### Task to carry out:
Write out every entry exactly as it stands.

--------------------------------

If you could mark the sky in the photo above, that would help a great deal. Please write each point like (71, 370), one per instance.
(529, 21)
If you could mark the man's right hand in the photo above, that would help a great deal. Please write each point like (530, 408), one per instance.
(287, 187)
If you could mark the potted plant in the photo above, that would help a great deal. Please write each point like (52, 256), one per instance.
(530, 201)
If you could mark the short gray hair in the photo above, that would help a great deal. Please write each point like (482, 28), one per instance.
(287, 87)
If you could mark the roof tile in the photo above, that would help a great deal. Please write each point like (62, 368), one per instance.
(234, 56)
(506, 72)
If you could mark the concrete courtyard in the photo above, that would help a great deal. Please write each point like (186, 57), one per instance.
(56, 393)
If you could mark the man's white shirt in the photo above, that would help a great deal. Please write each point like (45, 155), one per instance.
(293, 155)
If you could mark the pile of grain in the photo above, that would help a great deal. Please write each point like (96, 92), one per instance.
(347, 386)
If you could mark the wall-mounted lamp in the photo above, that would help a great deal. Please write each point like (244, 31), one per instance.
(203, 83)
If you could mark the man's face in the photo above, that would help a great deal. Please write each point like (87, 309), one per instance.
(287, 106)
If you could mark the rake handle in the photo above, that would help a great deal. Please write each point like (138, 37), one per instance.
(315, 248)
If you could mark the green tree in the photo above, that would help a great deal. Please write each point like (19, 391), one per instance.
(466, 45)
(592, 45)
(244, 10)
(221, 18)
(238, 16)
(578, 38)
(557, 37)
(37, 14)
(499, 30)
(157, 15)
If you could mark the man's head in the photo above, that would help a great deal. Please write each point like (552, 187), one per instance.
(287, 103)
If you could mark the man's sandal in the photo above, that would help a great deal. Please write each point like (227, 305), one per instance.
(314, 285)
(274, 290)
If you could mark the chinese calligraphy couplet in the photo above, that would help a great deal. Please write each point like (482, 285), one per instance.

--------------------------------

### Result of this task:
If you could mark the sky in the photo above, that would help a great deal. Please write each point like (71, 370), one per instance.
(529, 21)
If you could mark the man's right hand in the photo above, that would help a great deal. Please write each point like (530, 408), one per instance.
(287, 187)
If you could mark the potted plant in the photo above, that would help a great deal. Please write each point like (52, 256), one per instance.
(530, 201)
If you could mark the short gray hair in the photo above, that would help a great deal. Please write each point like (482, 28), one per instance.
(287, 87)
If you could mark the roof tile in the photo above, that would help a great deal. Please write each point like (62, 368), one per instance.
(234, 56)
(506, 72)
If you could mark the concrete courtyard in the photo above, that would help a great deal. Please write each point like (186, 57), one per instance.
(56, 393)
If you could mark the man's white shirt in the photo above, that would help a great deal. Please write each point like (45, 155), one per instance.
(293, 155)
If you could mark the pile of grain in the photo above, that would help a great deal. Please write each point like (96, 92), one per instance.
(347, 386)
If you could mark the wall-mounted lamp in the photo above, that would help a great deal. Please write each point like (244, 31), one per instance.
(203, 83)
If you could mark the man's face in the photo above, that would help a great deal. Please write each point like (87, 309), one per instance.
(287, 106)
If you could mark the rake handle in the photo above, that would help a great deal. Please write each point like (138, 37), one per instance.
(315, 248)
If you could mark the green tree in the photo above, that would help a great deal. Please write each point like (19, 391), one per instance.
(466, 45)
(592, 45)
(244, 10)
(221, 18)
(238, 16)
(578, 38)
(557, 37)
(37, 14)
(499, 30)
(157, 15)
If you could mark the man's head in the photo above, that would help a great deal. Please write each point like (552, 187), one per instance.
(287, 103)
If you could mark the man's sandal in the photo above, that would help a great deal. Please write each point like (227, 305), one per instance.
(314, 285)
(274, 290)
If you could mark the chinese calligraphy couplet in the photo above, that would help a great deal. Please write each point like (482, 285), one per instance.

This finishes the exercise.